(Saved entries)
☆ ☆ ☆ ☆ ☆

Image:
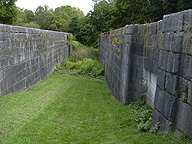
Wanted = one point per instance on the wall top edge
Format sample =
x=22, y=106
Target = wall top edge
x=20, y=29
x=175, y=23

☆ ☆ ☆ ☆ ☆

Retype the data above exactly; pictures are not part of the copy.

**ANSWER FOR THE TASK**
Image:
Wanted = one point per instance on the wall top edge
Format sample =
x=22, y=106
Target = wall top edge
x=20, y=29
x=175, y=23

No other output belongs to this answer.